Фрагмент текста
===

В лицейском зале тишина,
Диковина меж нами,
Друзья, к нам лезет сатана,
С лакрицей за зубами,
Друзья, сберемтеся гурьбой,
Дружнее в руки палку,
Лакрицу сплюснем за щекой,
Дадим австрийцу свалку…
 
   В марте 1816 года директором был назначен Е. А. Энгельгард, который восстановил дисциплину. Е. А. Энгельгард был рижский немец, добросовестный, честный, сентиментальный и ограниченный. У него не было сложных умственных интересов и разнообразных познаний Малиновского. Но он заботился о лицеистах и со многими из них подружился на всю жизнь, только не с Пушкиным. По мнению Энгельгарда, «добродетель, кротость и нравственность составляют истинную цену человека и гражданина, без них просвещение и ученость теряют свою силу». В Пушкине-лицеисте этих добродетелей не было. Других его свойств Энгельгард понять не сумел и относился к юноше-поэту если не враждебно, то, во всяком случае, недоверчиво. Но личная неприязнь директора не испортила Пушкину жизни в Лицее, тем более что с другими учителями и воспитателями он ладил.
   Из них на умственную жизнь лицеистов больше всего имели влияние Куницын, Галич и Кошанский.
   Ученик Геттингенского университета, А. П. Куницын читал в Лицее психологию, логику, философию права. Было в его характере и образе мыслей что-то внушавшее уважение даже этим ветреным и насмешливым сорванцам. Куницын был убежденный сторонник теории естественного права, на котором зиждилось политическое миросозерцание большинства образованных людей того времени, включая Императора Всероссийского. Куницын и книжку свою озаглавил: «Естественное право». В ней он между прочим говорил: «Сохранение свободы есть общая цель всех людей… Каждый человек внутренне свободен и зависит только от законов разума. А по сему другие люди не должны употреблять его как средство для своих целей».
   На лекциях молодой профессор уже открыто обличал крепостное право, и его негодующие речи находили горячий отклик в сердцах лицейской молодежи.
 
Куницыну дань сердца и вина!

===

Задание 1
Пожалуйста, определите, согласуются ли утверждения (a), (b) и (c) с фрагментом о Лицее. Для каждого ответьте «да» или «нет» и дословно приведите решающие слова фрагмента.
(a) Энгельгард стал директором в марте 1816 года.
(b) Энгельгард подружился с Пушкиным на всю жизнь.
(c) Куницын преподавал в Лицее историю.
Задание 2
Перепишите из фрагмента о Лицее всё от «Ученик Геттингенского университета, А.» и вниз до «сердца и вина!», переименовав «Геттингенского университета» в «Лейпцигского университета».

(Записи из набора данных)
===

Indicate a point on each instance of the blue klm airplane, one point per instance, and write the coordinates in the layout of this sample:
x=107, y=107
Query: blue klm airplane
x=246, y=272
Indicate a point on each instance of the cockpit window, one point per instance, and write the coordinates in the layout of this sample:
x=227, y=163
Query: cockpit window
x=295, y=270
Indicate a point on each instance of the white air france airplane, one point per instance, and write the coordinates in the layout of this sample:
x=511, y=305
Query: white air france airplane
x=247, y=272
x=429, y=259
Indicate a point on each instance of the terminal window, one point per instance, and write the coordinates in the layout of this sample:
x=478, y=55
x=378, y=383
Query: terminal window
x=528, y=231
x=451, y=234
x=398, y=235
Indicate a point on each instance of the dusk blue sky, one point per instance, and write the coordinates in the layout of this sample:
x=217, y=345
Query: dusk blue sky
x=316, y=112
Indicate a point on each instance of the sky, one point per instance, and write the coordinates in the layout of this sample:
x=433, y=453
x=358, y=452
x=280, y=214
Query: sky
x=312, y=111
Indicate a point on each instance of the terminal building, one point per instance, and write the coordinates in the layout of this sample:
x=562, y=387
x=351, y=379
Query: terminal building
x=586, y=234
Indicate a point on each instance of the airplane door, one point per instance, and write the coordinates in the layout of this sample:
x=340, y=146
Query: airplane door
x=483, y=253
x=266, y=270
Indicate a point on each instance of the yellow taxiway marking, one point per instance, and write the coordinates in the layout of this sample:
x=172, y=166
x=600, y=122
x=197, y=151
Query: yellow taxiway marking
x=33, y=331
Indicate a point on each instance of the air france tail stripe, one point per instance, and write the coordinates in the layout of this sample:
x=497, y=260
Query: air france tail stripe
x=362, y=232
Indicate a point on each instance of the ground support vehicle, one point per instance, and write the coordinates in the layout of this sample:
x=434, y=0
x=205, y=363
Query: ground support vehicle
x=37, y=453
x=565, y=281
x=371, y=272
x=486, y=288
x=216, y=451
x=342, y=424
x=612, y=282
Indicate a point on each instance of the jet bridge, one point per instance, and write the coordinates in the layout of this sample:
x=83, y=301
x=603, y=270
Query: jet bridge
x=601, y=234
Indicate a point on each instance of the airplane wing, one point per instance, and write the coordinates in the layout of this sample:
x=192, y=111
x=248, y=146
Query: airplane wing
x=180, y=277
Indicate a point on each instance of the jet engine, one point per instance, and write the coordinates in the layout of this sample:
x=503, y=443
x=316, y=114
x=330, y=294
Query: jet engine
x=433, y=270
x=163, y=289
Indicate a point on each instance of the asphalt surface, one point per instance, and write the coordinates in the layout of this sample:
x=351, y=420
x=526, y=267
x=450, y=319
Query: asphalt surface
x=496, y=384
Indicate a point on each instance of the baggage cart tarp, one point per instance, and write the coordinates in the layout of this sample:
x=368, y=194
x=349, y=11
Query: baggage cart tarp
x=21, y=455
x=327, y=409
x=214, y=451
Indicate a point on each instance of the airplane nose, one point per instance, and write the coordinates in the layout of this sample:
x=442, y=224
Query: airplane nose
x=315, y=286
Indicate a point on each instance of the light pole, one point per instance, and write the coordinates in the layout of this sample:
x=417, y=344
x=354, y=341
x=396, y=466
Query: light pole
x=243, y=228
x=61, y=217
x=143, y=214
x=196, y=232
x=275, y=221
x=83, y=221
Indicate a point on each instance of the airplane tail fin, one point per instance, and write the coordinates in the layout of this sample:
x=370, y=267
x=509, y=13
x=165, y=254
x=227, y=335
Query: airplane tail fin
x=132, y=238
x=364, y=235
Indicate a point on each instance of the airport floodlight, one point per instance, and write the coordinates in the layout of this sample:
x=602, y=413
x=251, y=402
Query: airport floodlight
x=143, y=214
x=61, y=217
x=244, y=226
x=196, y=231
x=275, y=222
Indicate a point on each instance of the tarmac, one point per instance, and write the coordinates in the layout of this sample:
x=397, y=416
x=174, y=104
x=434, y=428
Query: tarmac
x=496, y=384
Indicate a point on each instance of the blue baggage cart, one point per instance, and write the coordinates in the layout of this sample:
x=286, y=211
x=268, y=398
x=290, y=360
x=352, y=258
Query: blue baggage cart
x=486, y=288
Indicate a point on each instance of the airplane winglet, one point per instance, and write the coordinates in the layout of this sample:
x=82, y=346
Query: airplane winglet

===

Ответ 1
(a) Да: «В марте 1816 года директором был назначен Е. А. Энгельгард».
(b) Нет: «со многими из них подружился на всю жизнь, только не с Пушкиным».
(c) Нет: «А. П. Куницын читал в Лицее психологию, логику, философию права».

Ответ 2
Ученик Лейпцигского университета, А. П. Куницын читал в Лицее психологию, логику, философию права. Было в его характере и образе мыслей что-то внушавшее уважение даже этим ветреным и насмешливым сорванцам. Куницын был убежденный сторонник теории естественного права, на котором зиждилось политическое миросозерцание большинства образованных людей того времени, включая Императора Всероссийского. Куницын и книжку свою озаглавил: «Естественное право». В ней он между прочим говорил: «Сохранение свободы есть общая цель всех людей… Каждый человек внутренне свободен и зависит только от законов разума. А по сему другие люди не должны употреблять его как средство для своих целей».
   На лекциях молодой профессор уже открыто обличал крепостное право, и его негодующие речи находили горячий отклик в сердцах лицейской молодежи.
 
Куницыну дань сердца и вина!